STATED PROBLEM A
Which AWS instance types does the CPU performance excerpt below name?

DOCUMENT EXTRACT

......

While flexibility, generality, and usability sound great, they aren’t worth anything if they come at the expense of performance. Performance costs directly drive operational costs, and all businesses want to be more efficient. We’re excited to share some of our early results on CPU (GPUs are coming soon!), even though they are just the beginning for the Modular system, and we have a lot of work left to do.

For our analysis, we decided to look at a range of comparable systems available today in AWS, specifically Intel Skylake (c5.4xlarge), AMD Zen-2 (c5a.4xlarge), and Amazon Graviton 2 (c6g.4xlarge). This shows two completely different instruction sets (Intel and AMD are X86-64, Graviton is ARM Aarch64) with three major vector designs (AVX-512, AVX2, and NEON, respectively) and at three different vector lengths (512-, 256-, and 128-bits long).

......

STATED PROBLEM B
How many lines of the records below contain the string "overhang"? Reply with the number only.

Point annotation dataset records
......

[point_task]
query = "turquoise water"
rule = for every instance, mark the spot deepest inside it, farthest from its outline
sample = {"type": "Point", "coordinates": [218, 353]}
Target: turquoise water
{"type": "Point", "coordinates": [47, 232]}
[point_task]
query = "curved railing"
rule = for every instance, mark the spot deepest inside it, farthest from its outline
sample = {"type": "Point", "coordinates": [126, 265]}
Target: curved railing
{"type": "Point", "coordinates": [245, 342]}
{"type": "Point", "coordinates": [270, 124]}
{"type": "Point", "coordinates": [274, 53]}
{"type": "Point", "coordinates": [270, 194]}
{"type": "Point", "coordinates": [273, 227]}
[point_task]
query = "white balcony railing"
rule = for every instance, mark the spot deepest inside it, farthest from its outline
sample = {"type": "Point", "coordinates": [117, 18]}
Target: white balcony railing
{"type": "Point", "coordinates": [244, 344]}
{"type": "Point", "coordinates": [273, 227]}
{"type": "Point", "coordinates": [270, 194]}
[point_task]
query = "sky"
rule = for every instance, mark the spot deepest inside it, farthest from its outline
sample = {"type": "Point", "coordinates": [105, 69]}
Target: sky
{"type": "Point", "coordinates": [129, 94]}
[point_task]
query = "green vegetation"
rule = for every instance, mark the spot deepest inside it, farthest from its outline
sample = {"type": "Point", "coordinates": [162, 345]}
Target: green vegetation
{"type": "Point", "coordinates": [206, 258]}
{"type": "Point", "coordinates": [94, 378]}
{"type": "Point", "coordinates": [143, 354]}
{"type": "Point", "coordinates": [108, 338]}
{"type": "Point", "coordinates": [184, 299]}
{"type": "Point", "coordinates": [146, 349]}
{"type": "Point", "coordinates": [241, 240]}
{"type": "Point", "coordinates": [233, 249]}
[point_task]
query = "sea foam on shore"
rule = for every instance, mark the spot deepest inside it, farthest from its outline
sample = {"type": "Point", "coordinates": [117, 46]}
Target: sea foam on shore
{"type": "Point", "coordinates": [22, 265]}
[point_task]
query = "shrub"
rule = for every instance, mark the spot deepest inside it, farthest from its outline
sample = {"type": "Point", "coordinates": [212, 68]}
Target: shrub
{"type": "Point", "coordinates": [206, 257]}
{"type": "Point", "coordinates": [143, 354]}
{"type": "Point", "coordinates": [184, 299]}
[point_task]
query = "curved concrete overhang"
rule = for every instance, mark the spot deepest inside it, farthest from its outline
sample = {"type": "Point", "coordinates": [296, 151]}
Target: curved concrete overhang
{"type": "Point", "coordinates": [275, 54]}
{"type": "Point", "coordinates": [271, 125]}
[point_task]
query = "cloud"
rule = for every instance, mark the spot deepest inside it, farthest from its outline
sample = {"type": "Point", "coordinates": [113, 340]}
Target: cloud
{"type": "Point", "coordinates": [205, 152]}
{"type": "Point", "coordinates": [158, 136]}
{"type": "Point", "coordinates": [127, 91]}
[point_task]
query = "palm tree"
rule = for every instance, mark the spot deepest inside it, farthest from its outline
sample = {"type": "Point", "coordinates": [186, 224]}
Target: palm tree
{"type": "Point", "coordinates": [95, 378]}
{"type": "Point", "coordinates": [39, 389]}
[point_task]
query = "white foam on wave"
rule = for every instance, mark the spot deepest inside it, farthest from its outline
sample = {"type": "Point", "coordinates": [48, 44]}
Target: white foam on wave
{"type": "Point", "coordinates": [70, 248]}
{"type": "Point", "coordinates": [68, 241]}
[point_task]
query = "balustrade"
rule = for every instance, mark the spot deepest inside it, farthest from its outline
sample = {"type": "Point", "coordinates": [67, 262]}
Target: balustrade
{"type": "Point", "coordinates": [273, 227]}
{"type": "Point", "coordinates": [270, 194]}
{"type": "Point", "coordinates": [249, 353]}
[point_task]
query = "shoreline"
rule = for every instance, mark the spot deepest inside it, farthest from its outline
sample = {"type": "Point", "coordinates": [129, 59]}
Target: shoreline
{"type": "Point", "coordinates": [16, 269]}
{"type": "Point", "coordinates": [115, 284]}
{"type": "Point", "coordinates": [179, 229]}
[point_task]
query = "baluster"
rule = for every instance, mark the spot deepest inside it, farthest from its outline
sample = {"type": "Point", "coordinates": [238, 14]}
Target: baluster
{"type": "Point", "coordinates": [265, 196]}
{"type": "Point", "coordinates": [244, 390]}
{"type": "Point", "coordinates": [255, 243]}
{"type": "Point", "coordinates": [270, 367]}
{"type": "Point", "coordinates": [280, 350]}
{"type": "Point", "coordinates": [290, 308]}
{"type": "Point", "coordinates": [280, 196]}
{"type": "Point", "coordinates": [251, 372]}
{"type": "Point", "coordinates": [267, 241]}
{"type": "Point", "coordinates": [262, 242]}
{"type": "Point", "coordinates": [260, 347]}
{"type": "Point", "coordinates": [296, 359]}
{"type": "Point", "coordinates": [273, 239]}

......

EXERCISE ANSWER A
c5.4xlarge, c5a.4xlarge, c6g.4xlarge

EXERCISE ANSWER B
2